--- begin DATA RECORDS ---
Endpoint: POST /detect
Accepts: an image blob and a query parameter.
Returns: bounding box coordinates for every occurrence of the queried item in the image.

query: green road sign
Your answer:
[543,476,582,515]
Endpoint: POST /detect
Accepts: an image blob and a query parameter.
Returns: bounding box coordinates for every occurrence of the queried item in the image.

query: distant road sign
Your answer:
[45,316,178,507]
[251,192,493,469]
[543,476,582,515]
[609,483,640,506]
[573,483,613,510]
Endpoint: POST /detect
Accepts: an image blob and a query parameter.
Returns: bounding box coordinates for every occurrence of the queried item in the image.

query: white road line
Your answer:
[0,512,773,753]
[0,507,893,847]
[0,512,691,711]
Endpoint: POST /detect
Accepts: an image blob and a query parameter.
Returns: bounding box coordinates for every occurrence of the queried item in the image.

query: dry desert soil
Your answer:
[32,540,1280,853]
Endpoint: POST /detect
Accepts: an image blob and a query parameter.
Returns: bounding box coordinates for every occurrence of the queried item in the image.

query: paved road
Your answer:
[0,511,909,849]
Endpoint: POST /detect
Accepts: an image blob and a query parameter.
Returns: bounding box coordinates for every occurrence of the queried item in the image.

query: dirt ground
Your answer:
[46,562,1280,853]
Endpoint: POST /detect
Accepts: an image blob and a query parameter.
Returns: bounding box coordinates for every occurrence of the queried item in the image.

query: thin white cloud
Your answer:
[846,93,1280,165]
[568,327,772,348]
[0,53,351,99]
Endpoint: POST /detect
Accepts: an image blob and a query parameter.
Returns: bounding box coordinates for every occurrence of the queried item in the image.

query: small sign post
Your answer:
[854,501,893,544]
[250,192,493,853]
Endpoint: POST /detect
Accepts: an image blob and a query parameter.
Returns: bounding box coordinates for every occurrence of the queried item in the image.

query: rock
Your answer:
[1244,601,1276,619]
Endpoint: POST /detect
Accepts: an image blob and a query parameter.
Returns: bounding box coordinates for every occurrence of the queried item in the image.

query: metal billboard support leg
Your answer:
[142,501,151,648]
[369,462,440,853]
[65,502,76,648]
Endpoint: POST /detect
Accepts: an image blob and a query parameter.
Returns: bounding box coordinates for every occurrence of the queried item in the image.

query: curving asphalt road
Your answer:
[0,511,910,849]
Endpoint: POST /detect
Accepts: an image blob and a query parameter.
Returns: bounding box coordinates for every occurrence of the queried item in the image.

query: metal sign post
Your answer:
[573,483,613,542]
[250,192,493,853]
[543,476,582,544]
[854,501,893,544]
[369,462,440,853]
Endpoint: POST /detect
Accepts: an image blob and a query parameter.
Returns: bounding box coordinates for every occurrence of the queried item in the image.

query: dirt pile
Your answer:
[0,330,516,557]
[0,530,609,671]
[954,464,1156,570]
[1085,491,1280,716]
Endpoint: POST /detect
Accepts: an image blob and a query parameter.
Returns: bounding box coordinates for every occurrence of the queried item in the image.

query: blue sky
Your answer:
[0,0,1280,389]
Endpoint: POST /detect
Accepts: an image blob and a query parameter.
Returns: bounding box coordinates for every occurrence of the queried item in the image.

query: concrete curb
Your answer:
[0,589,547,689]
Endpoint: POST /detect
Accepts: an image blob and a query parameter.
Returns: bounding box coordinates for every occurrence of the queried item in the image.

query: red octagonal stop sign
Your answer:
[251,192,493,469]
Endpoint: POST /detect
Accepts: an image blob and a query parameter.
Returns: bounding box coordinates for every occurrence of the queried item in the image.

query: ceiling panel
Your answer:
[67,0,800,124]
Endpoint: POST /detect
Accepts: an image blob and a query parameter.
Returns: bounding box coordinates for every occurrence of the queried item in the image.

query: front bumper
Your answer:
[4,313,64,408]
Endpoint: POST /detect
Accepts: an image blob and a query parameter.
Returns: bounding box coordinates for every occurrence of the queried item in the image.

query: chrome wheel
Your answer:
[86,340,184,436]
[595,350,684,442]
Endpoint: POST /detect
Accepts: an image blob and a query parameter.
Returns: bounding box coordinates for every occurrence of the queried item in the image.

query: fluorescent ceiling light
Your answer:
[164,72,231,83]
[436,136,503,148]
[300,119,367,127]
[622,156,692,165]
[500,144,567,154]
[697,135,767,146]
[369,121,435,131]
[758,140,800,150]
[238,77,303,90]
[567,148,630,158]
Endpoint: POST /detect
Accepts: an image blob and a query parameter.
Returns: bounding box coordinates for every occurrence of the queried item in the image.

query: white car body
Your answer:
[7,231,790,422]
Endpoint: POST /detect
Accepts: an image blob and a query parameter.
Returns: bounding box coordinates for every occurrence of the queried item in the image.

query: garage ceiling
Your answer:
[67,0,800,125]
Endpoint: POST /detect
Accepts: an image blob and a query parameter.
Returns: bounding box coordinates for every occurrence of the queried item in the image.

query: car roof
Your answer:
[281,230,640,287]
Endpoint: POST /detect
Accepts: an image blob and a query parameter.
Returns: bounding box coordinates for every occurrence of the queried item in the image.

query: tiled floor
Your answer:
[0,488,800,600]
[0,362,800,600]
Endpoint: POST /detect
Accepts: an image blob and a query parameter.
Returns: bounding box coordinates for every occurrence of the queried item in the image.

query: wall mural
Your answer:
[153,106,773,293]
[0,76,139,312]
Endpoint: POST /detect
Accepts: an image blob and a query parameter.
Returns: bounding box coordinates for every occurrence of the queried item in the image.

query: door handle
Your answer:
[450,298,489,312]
--- end DATA RECORDS ---
EXERCISE DIRECTIONS: Copy all the lines above without any changes.

EXERCISE SOLUTION:
Endpoint: POST /detect
Accepts: an image blob and a query parameter.
Returns: bounding box coordinates for every occurrence of the queried item in the image.

query: green road sign
Your answer:
[543,476,582,515]
Endpoint: POST /detect
Accepts: an image blob and a query parameter.
Returns: bounding box coordinates for every occurrence of the queried item in the image.

query: distant road sign
Your answer:
[45,316,178,507]
[251,192,493,469]
[543,476,582,515]
[609,483,640,506]
[573,483,613,510]
Endpoint: POST /detect
Accepts: an image blob and a query parameter.
Returns: bounding box coordinates for every occurrence of the queried item in the image.

query: white road line
Your answer:
[0,512,773,753]
[0,507,893,847]
[0,512,691,711]
Endpoint: POST /detect
Accepts: an image blob and a query parameter.
Returns: bounding box coordinates for every occurrence of the queried item in the image.

query: dry desert soil
Your answer:
[32,540,1280,853]
Endpoint: POST /detect
Accepts: an image blob and a query parameter.
Returns: bounding box coordinates for every occurrence of the queried item in the image.

query: paved road
Your answer:
[0,511,909,849]
Endpoint: POST /detect
Accepts: an image blob and a query parameter.
Returns: bounding box coordinates for every occurrence of the queried item in the image.

query: dirt ground
Your answer:
[46,562,1280,853]
Endpoint: POST /detect
Accepts: an image blob and a query parameter.
Returns: bounding box coordinates for every occurrence of the queried item in the image.

query: thin white cloud
Your answer:
[846,93,1280,165]
[568,327,772,348]
[0,53,351,99]
Endpoint: POST /detect
Accepts: an image blob and a query parameter.
Returns: bounding box coordinates for every occurrence of the queried item in the image.

query: small sign post
Your answer:
[854,501,893,544]
[250,192,493,853]
Endpoint: POST /detect
Accepts: an image blob and a query parameter.
Returns: bounding box coordinates for every occurrence of the queried item in the image.

query: rock
Your answer:
[1244,601,1276,619]
Endpoint: POST /detect
Accepts: an image blob and a query parameter.
Returns: bounding box coordinates for every occurrence of the queried item in the image.

query: metal billboard support leg
Your answer:
[142,501,151,648]
[369,462,440,853]
[65,502,76,648]
Endpoint: POST /detect
Accepts: an image blob and a query parameter.
Returns: bounding box coordinates for every occurrence of the queried item in the image.

query: curving asphalt road
Your answer:
[0,511,910,849]
Endpoint: POST /detect
Accepts: an image blob and a query parameter.
Returns: bounding box coordinates for every occurrence of the queried item in the image.

query: metal sign post
Your answer:
[573,483,613,542]
[250,192,493,853]
[543,476,582,544]
[854,501,893,544]
[369,462,440,853]
Endpoint: POST /detect
Accepts: an image blob and a query parameter.
Returns: bounding box coordinates for every occurrence of the queried item in the image.

query: dirt pile
Your answer:
[0,330,516,557]
[0,530,609,671]
[954,464,1156,570]
[1085,491,1280,716]
Endpoint: POST /detect
Accepts: an image blob and a query parameter.
Returns: bounding box coordinates for every occurrence of the queried item in the image.

query: blue sky
Your answer:
[0,0,1280,389]
Endpoint: POST /detect
Accepts: an image blob and a query parameter.
Returns: bounding box coordinates for every occurrence of the queried item in the image.

query: concrete curb
Your answer:
[0,589,547,689]
Endpoint: POST /detect
Accepts: an image blob and a query parameter.
Returns: bounding box coordinates for every occurrence of the queried item in the image.

query: red octagonal stop sign
Your answer:
[251,192,493,469]
Endpoint: POST /detect
Accepts: an image blob and a query parameter.
Returns: bounding box coordinates for every occurrence of the queried item in the image.

query: ceiling panel
Your answer:
[67,0,800,124]
Endpoint: POST /detect
Accepts: an image blob and a query parameter.
Returns: bounding box coordinates for every occurrence of the queried item in the image.

query: front bumper
Your answer:
[4,313,64,408]
Endpoint: POST /detect
Accepts: an image blob and a query parameter.
Returns: bounding box coordinates for every occurrence of the queried item in the image.

query: chrome wheel
Your answer:
[86,340,184,436]
[595,350,684,442]
Endpoint: POST /detect
Accepts: an image blob and a query parameter.
Returns: bounding box coordinates for every occurrence of the queried item in the image.

query: fluorescent ceiling light
Your answer:
[164,72,231,83]
[436,136,503,148]
[300,119,367,127]
[622,156,692,165]
[500,144,567,154]
[697,135,767,146]
[369,121,435,131]
[758,140,800,150]
[238,77,303,90]
[567,148,630,158]
Endpoint: POST /detect
Accepts: an image blob and a query parameter.
Returns: bounding box coordinates for every occurrence of the queried item in the image.

query: white car body
Your answer:
[7,231,790,422]
Endpoint: POST /detect
Accepts: an image blob and a query parameter.
Returns: bounding box coordinates for every occurrence of the queried item in the image.

query: garage ceiling
Your answer:
[67,0,800,125]
Endpoint: POST /detect
Accepts: an image blob and a query parameter.
Returns: bounding box coordinates for every occurrence of the queried item in the image.

query: car roof
Your answer:
[281,230,640,287]
Endpoint: POST /detect
Accepts: an image blob and a query parameter.
Returns: bounding box coordinates for every occurrence of the queried item in the image.

query: tiled floor
Your answer:
[0,488,800,600]
[0,362,800,600]
Endpoint: POST /detect
Accepts: an image blob and a query parameter.
Returns: bounding box coordinates for every occurrence of the queried item in the image.

query: wall mural
Your answer:
[153,106,773,293]
[0,76,139,312]
Endpoint: POST /detect
Accepts: an image blob and a query parameter.
Returns: bounding box coordinates for every occurrence of the queried item in the image.

query: door handle
Your answer:
[450,298,489,312]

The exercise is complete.